• _The task_:
Every record should be copied exactly, except that pictures are to be omitted.
====
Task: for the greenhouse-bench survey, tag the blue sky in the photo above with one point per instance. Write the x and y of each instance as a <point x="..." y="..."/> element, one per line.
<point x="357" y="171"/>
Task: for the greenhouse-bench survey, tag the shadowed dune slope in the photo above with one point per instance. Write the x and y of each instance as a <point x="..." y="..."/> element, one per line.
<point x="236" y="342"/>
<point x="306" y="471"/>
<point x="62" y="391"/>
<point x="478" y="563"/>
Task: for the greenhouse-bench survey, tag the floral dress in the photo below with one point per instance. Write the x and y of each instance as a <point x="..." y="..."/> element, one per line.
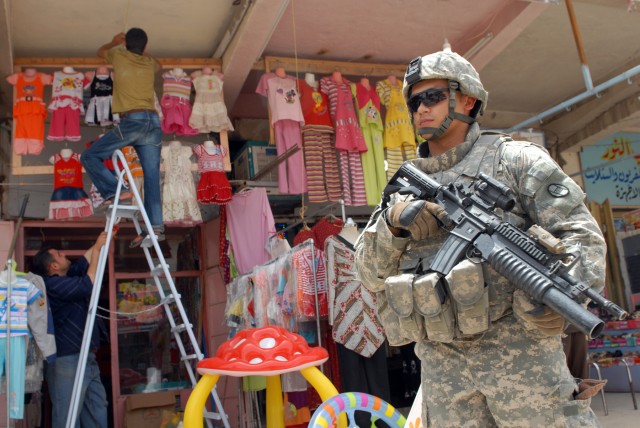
<point x="179" y="205"/>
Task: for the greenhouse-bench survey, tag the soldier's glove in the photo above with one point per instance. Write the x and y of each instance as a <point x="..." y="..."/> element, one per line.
<point x="419" y="218"/>
<point x="548" y="321"/>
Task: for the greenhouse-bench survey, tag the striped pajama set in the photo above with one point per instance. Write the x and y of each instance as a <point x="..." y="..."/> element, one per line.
<point x="349" y="139"/>
<point x="399" y="136"/>
<point x="323" y="177"/>
<point x="368" y="106"/>
<point x="286" y="119"/>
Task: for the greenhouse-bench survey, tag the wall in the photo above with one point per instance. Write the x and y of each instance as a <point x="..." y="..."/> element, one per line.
<point x="215" y="299"/>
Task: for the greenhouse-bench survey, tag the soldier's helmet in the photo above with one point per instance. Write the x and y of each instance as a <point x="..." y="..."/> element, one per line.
<point x="449" y="66"/>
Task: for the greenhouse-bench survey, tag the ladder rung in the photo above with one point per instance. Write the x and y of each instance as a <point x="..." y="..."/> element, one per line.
<point x="169" y="299"/>
<point x="189" y="357"/>
<point x="212" y="415"/>
<point x="126" y="211"/>
<point x="147" y="242"/>
<point x="180" y="328"/>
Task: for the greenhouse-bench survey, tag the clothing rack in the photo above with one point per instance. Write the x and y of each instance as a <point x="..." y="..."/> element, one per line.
<point x="315" y="214"/>
<point x="309" y="242"/>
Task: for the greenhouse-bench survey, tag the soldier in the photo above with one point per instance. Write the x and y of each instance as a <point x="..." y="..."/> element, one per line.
<point x="486" y="359"/>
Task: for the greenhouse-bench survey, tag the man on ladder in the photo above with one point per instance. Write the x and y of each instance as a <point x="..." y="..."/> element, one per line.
<point x="134" y="101"/>
<point x="69" y="286"/>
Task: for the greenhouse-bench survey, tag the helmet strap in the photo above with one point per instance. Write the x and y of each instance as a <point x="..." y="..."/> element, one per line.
<point x="436" y="132"/>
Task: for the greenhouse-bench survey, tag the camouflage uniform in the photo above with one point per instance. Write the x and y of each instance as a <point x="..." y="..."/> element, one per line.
<point x="510" y="375"/>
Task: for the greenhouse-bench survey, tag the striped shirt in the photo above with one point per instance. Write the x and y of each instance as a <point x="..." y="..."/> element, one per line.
<point x="23" y="293"/>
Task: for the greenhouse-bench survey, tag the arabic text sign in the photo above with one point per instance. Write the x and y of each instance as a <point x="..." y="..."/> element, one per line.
<point x="611" y="169"/>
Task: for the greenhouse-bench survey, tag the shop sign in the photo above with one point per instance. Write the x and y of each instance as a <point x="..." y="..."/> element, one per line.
<point x="611" y="169"/>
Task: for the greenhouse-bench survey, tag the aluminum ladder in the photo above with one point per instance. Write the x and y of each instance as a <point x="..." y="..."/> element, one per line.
<point x="171" y="302"/>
====
• _Answer to this problem_:
Task: for the greenhouse-bench survey, tag the blue sky in the photo above with one point per instance. Write the x and y of each instance as a <point x="..." y="..."/> element, one per line.
<point x="357" y="171"/>
Task: for the greenhouse-bench survey, tag the shadowed dune slope in the photo above with one point per instance. Write the x and y of each instance as a <point x="..." y="..."/> element, one per line.
<point x="236" y="342"/>
<point x="306" y="471"/>
<point x="62" y="391"/>
<point x="478" y="563"/>
Task: for the greenhouse-bench survey, tag the floral dress in the photo below with one point per instance. Write the x and y of each instance as a <point x="..." y="..."/> element, one per line.
<point x="179" y="205"/>
Task: for the greenhouse-bench survey, tag the soldier's glove in the photo above with one point per instance. Write the x and y of each instance as a <point x="..." y="..."/> element, one per line.
<point x="419" y="218"/>
<point x="548" y="321"/>
Task: for the greenhouse-bench survey, tag the striped pajama set in the photo above with one point per instance. Write the x and y of each instance as a <point x="..." y="..."/> element, one per line.
<point x="349" y="139"/>
<point x="399" y="136"/>
<point x="323" y="177"/>
<point x="368" y="106"/>
<point x="286" y="119"/>
Task: for the greenhouse-bench survey, tag the wall in the photo above with one point per instance. Write the x and y of each instance as a <point x="..." y="..."/> element, one per line.
<point x="215" y="299"/>
Task: for the greenhouse-bench survey, tag the soldier's helmet in the photo above with one point per instance. Write the x and y of each instance as a <point x="..." y="..."/> element, one per line.
<point x="449" y="66"/>
Task: for the greenhouse-bench survey, tag the ladder rung in the photo above with one point per instance. Write the x and y of each instance as a <point x="..." y="..."/> element, one per line.
<point x="169" y="299"/>
<point x="189" y="357"/>
<point x="212" y="415"/>
<point x="126" y="211"/>
<point x="147" y="242"/>
<point x="180" y="328"/>
Task: for the greenhouse-bench survey, tag the clothing rack in the photo above with one point per instance. Write the x and y of each instance as a <point x="..." y="..."/> element, one per line.
<point x="315" y="214"/>
<point x="309" y="242"/>
Task: for the greenhouse-bench survey, tag the soldier in the photo above with one point per instance. Write the x and y of each instance as a <point x="..." y="..."/> element, one per line.
<point x="486" y="359"/>
Task: for the greenhouse-bench survey, tag the man on ladder in the photo above with one point per instance. Write the x and y of each instance as a <point x="..." y="..."/> element, one per line.
<point x="134" y="101"/>
<point x="69" y="286"/>
Task: for the greenhouse-bench survey, tag the helmet strap in the photo above with one point per instance. Write the x and y of each instance as a <point x="..." y="..."/> element, one per line.
<point x="436" y="132"/>
Task: for the greenhouse-bench survey, tag the camouflage uniform in the photo above with one point per instance. Write the x and y of each instance as a <point x="..." y="..."/> element, one per line.
<point x="510" y="375"/>
Task: for the greenhouse-bench survey, tag the striped shirt in the photo above with one point per instance. Write the x and y of each instance as a <point x="..." y="..."/> element, one per line.
<point x="23" y="293"/>
Task: for the greenhouse-bench survey, tag the arabic text sign in the photo above with one point per instance. Write the x and y of each instance as a <point x="..." y="..."/> element, one per line.
<point x="611" y="169"/>
Task: for the greenhouse-bench survey, tag the shop sign in the photo above with one point per instance. Write the x and y of each instance as a <point x="..." y="..."/> element, one per line.
<point x="611" y="169"/>
Task: for the greenhouse-bench survey, tag the aluminum ladder in the photo above with one point per instance. Write the x and y of each instance as a <point x="..." y="..."/> element, one per line.
<point x="171" y="302"/>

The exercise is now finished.